### Excerpt
+++

- Crest of The No. 43 Squadron "Ibexes"
- Active: 20 January 1958–present
- Country: Republic of India
- Allegiance: Indian Armed Forces
- Branch: Indian Air Force
- Role: Transport
- Garrison/HQ: AFS Jorhat
- Nickname: "Ibexes"
- Mottos: Nabhasa Jeevan Dhara Life Line from the Sky

Aircraft flown
- Transport: AN-32

= No. 43 Squadron IAF =

No. 43 Squadron IAF nicknamed as Ibexes is a unit of the Indian Air Force assigned to Eastern Air Command. The squadron participates in operations involving air, land and airdrop of troops, equipment, supplies, and support or augment special operations forces, when appropriate.

==History==
No. 43 Squadron has flown missions in the ladakh Sector during the Sino- Indian conflict of 1962.

On 1 September 1965 the squadron was moved to Ambala from Srinagar, and thereafter to Sarsawa until 1967, after which the squadron was moved to Jorhat. The Ibexes also took part in the 1971 Indo-Pak Conflict, in particular the Tangail Airdrop.

+++

### Tasks and exercises
1. According to the squadron profile, which three things does the squadron's air, land and airdrop work involve?
2. Please copy from the squadron profile the stretch from "Aircraft flown" through "the Tangail Airdrop.".
This data has no connection to the squadron profile.

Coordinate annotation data
+++

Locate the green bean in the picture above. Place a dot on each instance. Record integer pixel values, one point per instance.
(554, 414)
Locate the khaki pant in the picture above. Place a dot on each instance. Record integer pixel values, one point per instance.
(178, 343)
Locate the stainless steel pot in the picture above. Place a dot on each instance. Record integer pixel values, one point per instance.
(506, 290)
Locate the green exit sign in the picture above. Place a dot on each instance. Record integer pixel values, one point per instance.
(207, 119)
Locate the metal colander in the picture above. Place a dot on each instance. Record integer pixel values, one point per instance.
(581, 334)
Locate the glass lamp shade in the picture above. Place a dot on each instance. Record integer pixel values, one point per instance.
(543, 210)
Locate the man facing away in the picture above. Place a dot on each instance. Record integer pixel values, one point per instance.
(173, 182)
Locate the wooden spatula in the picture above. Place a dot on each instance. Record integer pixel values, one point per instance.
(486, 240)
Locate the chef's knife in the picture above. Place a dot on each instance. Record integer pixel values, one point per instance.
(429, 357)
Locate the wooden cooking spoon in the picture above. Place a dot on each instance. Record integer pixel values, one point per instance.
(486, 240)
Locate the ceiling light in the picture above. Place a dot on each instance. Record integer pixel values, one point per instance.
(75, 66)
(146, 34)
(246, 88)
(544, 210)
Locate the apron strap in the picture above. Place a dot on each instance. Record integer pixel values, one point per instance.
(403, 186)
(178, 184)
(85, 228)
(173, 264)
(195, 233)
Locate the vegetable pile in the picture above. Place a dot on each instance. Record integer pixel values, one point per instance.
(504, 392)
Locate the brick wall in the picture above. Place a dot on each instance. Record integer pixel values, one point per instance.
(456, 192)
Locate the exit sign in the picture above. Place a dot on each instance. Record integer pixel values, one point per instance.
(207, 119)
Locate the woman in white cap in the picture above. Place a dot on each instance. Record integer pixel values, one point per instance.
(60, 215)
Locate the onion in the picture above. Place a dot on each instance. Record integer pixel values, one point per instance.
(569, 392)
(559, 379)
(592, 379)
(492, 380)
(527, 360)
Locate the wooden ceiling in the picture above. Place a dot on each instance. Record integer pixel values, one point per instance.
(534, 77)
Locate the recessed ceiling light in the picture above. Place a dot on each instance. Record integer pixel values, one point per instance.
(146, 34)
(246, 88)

+++

### Results for each task
1. Troops, equipment, and supplies.

2.
Aircraft flown
- Transport: AN-32

= No. 43 Squadron IAF =

No. 43 Squadron IAF nicknamed as Ibexes is a unit of the Indian Air Force assigned to Eastern Air Command. The squadron participates in operations involving air, land and airdrop of troops, equipment, supplies, and support or augment special operations forces, when appropriate.

==History==
No. 43 Squadron has flown missions in the ladakh Sector during the Sino- Indian conflict of 1962.

On 1 September 1965 the squadron was moved to Ambala from Srinagar, and thereafter to Sarsawa until 1967, after which the squadron was moved to Jorhat. The Ibexes also took part in the 1971 Indo-Pak Conflict, in particular the Tangail Airdrop.